**Reading text**
· · · · ·
Like many other observers of Middle Eastern and North African history, Hourani interpreted this picture of calm with an eye to the writings of Ibn Khaldun (1332–1406), the Arab historian and polymath whose theories of dynastic change and cyclical renewal and especially his concept of ‘asabiyya, variously translated as “clannism,” “group feeling,” or—in Hourani’s definition—“a corporate spirit oriented towards obtaining and keeping power,” provided a prism through which contemporary systems of governance could be viewed. According to the 2004 United Nations Arab Human Development Report, for example:
Clannism [‘asabiyya] in all its forms (tribal, clan-based, communal, and ethnic)…tightly shackles its followers through the power of the authoritarian patriarchal system. This phenomenon…represents a two-way street in which obedience and loyalty are offered in return for protection, sponsorship, and a share of the spoils.
Moreover, as both Hourani and the UN report pointed out, clannism in its modern versions has been buttressed by methods of surveillance, systemic brutality, and bureaucratic controls that were not available in Ibn Khaldun’s day, when the powers of central governments were far less strong.
The events of 2011—following on the US-led invasion of Iraq in 2003—saw a cataclysmic change in this picture of apparent stability and continuity. Starting in Tunisia, the riots and demonstrations of the so-called Arab Spring spread to virtually every Arab country, with major insurgencies in Syria, Libya, and Yemen, civil uprisings in Egypt and Bahrain, large street demonstrations in Algeria, Iraq, Jordan, Kuwait, Morocco, and Oman, and minor protests even in Saudi Arabia. The protests and conflicts that have dominated the international headlines since 2011—with spectacular results in the fall of Zine el-Abidin Ben Ali in Tunisia, Hosni Mubarak in Egypt, Muammar Qaddafi in Libya, and the pushing aside of Ali Abdullah Saleh in Yemen—all brought new dimensions of Arab political culture to the fore. Protesters filled public spaces in their thousands, and cities throughout the region echoed with demands for change. Major causes of unrest included a dramatic rise in world food prices due to draught resulting from global warming and sharpening perceptions of inequality and corruption by educated youth with access to social media and sources of information outside of governmental control.
· · · · ·
**Supplied entries**

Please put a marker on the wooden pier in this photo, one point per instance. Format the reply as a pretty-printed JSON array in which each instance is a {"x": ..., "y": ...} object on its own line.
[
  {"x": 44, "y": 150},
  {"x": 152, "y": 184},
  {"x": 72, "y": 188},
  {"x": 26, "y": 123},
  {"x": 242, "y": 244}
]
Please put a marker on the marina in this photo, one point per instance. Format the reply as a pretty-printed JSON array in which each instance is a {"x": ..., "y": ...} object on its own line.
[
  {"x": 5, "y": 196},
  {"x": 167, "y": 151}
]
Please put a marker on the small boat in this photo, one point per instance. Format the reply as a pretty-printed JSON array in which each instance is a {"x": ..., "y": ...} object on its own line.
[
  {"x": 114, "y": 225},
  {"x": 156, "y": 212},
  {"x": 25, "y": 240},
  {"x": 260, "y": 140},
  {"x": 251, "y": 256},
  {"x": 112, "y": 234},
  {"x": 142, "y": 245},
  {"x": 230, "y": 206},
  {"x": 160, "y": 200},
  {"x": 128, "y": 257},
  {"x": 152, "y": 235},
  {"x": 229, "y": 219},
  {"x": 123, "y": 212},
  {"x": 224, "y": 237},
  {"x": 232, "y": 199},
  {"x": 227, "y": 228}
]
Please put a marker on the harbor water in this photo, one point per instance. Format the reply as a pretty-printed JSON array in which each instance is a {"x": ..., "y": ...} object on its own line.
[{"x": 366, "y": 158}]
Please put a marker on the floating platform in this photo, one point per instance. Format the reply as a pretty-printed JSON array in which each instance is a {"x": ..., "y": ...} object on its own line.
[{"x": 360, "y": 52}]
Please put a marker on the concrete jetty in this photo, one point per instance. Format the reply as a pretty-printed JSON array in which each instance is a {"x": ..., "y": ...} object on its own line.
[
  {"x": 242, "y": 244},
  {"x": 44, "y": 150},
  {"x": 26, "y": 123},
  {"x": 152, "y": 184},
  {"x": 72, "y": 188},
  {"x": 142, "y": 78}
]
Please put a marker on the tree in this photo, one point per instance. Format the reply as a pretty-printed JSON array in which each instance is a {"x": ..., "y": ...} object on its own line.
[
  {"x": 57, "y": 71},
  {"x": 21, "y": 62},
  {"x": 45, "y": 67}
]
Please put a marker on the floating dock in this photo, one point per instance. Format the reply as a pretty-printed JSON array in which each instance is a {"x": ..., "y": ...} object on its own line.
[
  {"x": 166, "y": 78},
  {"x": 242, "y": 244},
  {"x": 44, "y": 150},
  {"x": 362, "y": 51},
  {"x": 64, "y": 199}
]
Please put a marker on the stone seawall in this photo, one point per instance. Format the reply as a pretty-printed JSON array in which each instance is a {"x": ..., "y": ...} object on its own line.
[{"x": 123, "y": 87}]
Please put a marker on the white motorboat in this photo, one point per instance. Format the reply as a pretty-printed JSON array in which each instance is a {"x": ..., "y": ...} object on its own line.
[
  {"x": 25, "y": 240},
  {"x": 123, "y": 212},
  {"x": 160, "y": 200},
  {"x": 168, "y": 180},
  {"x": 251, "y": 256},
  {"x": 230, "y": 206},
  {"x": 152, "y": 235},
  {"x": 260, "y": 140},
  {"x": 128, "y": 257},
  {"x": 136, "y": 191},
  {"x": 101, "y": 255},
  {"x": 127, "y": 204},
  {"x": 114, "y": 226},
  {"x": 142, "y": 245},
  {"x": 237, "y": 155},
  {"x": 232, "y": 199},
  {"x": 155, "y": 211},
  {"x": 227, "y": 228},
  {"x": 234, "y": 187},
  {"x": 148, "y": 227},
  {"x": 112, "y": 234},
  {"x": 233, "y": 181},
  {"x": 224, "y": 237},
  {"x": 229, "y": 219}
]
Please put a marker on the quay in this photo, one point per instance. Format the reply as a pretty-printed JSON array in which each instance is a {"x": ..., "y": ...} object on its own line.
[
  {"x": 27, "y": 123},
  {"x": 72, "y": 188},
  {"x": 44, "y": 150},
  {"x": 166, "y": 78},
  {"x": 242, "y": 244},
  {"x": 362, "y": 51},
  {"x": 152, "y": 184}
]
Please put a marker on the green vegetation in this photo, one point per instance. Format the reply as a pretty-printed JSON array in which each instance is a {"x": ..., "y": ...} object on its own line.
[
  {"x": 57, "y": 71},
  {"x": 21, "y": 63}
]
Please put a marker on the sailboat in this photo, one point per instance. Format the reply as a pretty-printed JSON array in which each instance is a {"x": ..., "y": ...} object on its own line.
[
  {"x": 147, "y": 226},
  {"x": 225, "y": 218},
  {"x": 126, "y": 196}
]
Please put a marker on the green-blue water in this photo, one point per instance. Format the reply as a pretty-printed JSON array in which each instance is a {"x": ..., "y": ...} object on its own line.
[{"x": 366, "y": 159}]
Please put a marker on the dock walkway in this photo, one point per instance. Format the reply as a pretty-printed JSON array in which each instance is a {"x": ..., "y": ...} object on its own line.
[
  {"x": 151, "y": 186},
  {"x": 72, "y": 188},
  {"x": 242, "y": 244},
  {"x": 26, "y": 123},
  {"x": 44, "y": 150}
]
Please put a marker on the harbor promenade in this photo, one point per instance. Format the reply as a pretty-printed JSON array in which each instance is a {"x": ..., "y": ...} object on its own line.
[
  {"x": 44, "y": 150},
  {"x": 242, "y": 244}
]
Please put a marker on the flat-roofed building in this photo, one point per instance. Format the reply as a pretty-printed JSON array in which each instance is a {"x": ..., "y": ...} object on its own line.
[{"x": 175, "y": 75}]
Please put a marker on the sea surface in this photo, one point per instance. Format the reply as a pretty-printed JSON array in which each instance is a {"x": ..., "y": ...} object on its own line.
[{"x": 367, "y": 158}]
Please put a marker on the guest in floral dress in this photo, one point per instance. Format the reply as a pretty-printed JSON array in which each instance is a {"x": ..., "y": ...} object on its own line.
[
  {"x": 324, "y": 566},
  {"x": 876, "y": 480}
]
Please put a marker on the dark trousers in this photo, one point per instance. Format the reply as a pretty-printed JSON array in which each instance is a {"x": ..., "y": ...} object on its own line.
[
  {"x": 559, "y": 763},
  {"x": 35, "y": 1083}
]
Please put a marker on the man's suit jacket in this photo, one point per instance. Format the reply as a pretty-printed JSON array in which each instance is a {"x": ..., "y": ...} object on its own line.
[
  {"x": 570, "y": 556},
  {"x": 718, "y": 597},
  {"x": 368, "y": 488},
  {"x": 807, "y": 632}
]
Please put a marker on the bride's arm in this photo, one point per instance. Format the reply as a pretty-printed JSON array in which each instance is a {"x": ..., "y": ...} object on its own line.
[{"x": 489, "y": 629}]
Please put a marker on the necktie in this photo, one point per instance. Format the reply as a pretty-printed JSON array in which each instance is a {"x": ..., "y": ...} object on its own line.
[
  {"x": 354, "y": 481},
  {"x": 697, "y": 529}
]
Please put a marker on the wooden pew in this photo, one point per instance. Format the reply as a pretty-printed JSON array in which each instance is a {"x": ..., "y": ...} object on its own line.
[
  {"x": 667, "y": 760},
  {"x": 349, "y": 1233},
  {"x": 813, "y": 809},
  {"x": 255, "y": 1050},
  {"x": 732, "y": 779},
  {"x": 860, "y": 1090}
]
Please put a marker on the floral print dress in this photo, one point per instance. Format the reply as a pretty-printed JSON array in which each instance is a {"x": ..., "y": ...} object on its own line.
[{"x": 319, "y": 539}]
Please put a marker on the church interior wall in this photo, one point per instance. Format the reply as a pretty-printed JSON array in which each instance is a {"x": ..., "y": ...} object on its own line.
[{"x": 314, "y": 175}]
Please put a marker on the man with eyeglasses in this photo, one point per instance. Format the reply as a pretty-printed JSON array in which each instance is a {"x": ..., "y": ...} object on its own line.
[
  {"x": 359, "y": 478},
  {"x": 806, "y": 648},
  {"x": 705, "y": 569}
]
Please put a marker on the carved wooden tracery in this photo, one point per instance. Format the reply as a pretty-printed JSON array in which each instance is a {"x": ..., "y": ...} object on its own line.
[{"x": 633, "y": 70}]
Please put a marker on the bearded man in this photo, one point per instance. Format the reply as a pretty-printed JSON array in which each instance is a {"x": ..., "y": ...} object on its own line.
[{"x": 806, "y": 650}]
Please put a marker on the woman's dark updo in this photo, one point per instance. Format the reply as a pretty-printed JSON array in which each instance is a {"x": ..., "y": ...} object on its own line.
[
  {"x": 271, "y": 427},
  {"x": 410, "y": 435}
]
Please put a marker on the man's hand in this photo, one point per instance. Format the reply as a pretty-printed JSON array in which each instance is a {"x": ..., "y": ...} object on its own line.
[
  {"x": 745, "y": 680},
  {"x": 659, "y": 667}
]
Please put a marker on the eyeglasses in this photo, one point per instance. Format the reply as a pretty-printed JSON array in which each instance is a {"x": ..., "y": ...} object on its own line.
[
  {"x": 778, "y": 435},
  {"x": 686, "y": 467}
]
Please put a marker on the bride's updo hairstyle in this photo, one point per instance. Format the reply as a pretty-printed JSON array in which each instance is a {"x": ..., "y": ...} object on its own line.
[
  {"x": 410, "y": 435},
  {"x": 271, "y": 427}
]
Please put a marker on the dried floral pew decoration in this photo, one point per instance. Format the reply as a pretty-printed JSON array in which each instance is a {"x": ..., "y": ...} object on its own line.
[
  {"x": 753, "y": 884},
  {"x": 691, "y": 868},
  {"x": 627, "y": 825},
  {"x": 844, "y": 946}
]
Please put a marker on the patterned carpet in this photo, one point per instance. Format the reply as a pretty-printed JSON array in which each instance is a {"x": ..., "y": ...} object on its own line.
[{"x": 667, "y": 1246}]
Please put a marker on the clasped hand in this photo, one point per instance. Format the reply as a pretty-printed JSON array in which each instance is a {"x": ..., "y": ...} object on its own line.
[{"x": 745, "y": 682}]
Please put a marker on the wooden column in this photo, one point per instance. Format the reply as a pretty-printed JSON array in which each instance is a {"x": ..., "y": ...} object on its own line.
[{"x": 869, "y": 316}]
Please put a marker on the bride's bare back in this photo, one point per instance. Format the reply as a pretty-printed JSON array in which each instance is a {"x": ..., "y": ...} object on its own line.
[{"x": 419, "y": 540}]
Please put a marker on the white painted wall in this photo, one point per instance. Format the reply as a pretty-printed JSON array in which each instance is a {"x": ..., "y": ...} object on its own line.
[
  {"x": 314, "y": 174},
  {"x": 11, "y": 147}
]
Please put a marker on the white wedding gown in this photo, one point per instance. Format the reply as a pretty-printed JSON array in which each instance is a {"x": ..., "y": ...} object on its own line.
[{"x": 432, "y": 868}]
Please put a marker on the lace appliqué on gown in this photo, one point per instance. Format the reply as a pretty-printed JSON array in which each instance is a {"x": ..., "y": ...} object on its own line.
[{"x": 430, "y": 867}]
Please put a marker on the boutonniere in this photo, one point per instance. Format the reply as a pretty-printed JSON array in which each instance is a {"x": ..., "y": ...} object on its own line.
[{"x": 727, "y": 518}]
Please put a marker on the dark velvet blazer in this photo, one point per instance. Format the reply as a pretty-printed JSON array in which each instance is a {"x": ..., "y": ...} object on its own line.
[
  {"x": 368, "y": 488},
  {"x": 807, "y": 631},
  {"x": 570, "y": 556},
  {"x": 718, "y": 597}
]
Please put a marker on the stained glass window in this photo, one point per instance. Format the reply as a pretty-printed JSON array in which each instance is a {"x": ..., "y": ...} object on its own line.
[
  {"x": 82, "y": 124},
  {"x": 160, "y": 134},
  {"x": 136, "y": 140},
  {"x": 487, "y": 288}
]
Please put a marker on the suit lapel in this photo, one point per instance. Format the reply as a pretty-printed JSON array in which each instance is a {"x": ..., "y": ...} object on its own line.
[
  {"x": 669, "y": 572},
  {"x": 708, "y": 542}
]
· · · · ·
**Goal 1**
From the text on clannism and the Arab Spring, output the passage from "Moreover, as both" up to and including "far less strong.".
**Goal 2**
Answer these questions using the text on clannism and the Arab Spring:
(a) What years does the text give for Ibn Khaldun's life?
(b) Which 2004 report does the text quote?
(c) In which country did the Arab Spring begin, according to the text?

**Worked solution 1**
Moreover, as both Hourani and the UN report pointed out, clannism in its modern versions has been buttressed by methods of surveillance, systemic brutality, and bureaucratic controls that were not available in Ibn Khaldun’s day, when the powers of central governments were far less strong.

**Worked solution 2**
(a) 1332–1406
(b) The United Nations Arab Human Development Report
(c) Tunisia